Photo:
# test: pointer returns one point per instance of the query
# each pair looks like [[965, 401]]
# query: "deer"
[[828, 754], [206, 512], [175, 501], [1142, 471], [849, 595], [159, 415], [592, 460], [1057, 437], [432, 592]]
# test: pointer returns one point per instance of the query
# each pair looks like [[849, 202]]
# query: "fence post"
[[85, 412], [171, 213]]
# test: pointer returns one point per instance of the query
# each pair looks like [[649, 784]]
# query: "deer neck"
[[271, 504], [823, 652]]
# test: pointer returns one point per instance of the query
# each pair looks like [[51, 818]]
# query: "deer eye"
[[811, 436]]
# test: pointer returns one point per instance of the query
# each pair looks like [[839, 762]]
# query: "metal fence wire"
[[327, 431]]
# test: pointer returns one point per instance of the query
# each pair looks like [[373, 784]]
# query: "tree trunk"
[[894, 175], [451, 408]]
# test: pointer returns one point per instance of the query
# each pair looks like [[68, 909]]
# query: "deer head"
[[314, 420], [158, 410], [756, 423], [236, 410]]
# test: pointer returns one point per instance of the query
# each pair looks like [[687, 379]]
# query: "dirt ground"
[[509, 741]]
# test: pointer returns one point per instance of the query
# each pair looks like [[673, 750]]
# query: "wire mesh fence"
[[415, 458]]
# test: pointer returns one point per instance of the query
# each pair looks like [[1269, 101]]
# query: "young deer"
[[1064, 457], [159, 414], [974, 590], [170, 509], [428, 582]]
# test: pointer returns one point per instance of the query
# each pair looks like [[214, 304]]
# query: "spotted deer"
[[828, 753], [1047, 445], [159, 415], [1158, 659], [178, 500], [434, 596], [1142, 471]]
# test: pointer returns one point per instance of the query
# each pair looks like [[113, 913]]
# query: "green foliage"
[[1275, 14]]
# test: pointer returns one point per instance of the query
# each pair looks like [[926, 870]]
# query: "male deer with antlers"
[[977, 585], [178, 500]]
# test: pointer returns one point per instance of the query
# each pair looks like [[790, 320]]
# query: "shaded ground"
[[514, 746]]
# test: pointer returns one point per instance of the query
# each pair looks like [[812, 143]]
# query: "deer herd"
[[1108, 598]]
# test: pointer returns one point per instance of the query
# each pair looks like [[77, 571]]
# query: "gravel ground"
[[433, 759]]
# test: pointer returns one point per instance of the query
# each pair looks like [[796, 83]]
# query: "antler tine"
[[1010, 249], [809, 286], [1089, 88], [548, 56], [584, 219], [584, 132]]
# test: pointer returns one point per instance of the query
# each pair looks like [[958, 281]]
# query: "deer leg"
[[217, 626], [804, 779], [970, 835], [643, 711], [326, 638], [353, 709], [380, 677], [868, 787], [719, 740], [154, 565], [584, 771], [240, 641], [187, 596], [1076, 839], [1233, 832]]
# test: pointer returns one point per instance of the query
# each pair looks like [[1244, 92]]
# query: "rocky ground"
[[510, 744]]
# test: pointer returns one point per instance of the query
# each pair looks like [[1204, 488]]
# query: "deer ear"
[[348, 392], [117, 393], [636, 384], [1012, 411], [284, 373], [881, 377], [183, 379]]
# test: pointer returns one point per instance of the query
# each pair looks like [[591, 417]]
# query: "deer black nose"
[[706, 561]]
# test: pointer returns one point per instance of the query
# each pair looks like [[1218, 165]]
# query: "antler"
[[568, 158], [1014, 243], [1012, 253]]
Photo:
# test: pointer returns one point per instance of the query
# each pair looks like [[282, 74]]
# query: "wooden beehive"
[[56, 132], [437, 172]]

------

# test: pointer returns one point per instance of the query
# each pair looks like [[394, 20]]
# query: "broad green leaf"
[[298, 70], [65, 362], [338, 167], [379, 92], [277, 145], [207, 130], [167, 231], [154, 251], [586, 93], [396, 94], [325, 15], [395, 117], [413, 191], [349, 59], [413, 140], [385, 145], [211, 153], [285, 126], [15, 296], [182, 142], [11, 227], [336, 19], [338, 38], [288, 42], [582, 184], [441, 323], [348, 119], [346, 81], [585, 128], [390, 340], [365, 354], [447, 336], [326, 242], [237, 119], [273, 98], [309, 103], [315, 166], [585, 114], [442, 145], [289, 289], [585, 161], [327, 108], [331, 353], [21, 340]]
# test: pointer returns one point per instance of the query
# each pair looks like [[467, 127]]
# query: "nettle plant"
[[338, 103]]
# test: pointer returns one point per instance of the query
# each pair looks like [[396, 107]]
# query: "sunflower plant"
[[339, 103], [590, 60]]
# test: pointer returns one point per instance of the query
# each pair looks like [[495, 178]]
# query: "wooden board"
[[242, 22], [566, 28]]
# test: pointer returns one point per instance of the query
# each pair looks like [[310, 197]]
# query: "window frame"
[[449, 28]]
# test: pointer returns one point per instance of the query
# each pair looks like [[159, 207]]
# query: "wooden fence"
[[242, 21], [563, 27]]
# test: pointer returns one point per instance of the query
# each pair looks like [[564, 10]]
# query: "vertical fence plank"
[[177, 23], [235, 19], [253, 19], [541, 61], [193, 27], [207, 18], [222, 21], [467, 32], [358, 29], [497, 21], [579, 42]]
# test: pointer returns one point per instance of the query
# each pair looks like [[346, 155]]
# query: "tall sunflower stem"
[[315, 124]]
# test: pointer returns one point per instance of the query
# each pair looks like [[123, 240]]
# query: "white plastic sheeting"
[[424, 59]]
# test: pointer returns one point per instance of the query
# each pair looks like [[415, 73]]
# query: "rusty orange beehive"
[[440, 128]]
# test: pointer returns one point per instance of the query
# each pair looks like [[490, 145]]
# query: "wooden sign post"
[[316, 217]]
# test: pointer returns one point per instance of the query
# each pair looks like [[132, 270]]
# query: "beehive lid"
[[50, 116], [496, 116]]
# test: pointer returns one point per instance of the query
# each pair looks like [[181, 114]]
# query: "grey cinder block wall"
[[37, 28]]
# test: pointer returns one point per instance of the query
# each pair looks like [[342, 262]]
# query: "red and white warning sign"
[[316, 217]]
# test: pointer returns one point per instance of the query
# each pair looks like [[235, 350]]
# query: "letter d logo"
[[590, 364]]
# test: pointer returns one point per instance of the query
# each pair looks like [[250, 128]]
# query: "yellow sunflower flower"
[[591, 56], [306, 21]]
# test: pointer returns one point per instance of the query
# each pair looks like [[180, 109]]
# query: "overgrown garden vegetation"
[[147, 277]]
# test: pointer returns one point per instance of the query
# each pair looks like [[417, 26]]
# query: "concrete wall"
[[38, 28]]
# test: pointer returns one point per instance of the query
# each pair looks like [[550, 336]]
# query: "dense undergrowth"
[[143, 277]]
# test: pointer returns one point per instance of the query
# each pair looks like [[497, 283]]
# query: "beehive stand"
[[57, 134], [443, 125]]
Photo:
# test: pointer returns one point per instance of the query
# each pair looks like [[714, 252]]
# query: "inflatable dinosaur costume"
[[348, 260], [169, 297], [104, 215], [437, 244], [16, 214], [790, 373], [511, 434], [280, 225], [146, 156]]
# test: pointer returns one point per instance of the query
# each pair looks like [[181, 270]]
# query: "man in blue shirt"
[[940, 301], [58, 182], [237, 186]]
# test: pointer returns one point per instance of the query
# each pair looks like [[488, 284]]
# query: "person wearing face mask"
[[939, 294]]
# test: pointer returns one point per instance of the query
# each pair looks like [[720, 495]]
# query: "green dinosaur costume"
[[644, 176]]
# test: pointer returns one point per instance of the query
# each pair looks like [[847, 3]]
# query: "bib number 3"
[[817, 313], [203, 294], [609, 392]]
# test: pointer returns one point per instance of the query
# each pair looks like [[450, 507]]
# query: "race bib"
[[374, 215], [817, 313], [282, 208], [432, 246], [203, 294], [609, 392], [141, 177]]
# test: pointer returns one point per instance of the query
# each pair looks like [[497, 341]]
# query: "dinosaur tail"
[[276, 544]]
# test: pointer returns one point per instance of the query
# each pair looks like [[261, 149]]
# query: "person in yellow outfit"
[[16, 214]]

------

**Task item**
In the listing above, transcribe exactly everything from the line containing "# each pair looks like [[467, 127]]" down to the line containing "# each pair looks like [[342, 262]]", including both and nothing more.

**Response area**
# each pair looks like [[467, 127]]
# query: "nettle plant"
[[338, 103]]
# test: pointer returns one point per instance of the query
# each pair looks like [[396, 107]]
# query: "sunflower plant"
[[339, 103], [590, 60]]
# test: pointer returns one point per instance of the query
# each pair looks like [[495, 178]]
# query: "wooden board"
[[242, 22], [566, 28]]
# test: pointer returns one point per instance of the query
# each pair looks like [[310, 197]]
# query: "window frame"
[[449, 28]]
# test: pointer returns one point per instance of the query
# each pair looks like [[159, 207]]
# query: "wooden fence"
[[242, 21], [563, 27]]
# test: pointer returns one point per instance of the query
# each pair looks like [[564, 10]]
# query: "vertical fence plank"
[[177, 23], [235, 19], [253, 19], [541, 61], [193, 27], [207, 18], [222, 21], [467, 32], [358, 29], [497, 21], [579, 42]]
# test: pointer returns one point per instance of the query
# each pair looks like [[346, 155]]
# query: "tall sunflower stem"
[[315, 124]]
# test: pointer returns one point per instance of the query
# each pair looks like [[123, 240]]
# query: "white plastic sheeting"
[[424, 59]]
# test: pointer returns one point per instance of the query
# each pair looks like [[415, 73]]
# query: "rusty orange beehive"
[[440, 128]]
# test: pointer returns one point per instance of the query
# each pair looks like [[490, 145]]
# query: "wooden sign post"
[[316, 217]]
# test: pointer returns one point per instance of the query
# each pair looks like [[132, 270]]
# query: "beehive lid"
[[50, 116], [496, 116]]
# test: pointer returns one point per instance of the query
# each pair looks like [[181, 114]]
# query: "grey cinder block wall"
[[37, 28]]
# test: pointer returns one point per instance of the query
# each pair looks like [[342, 262]]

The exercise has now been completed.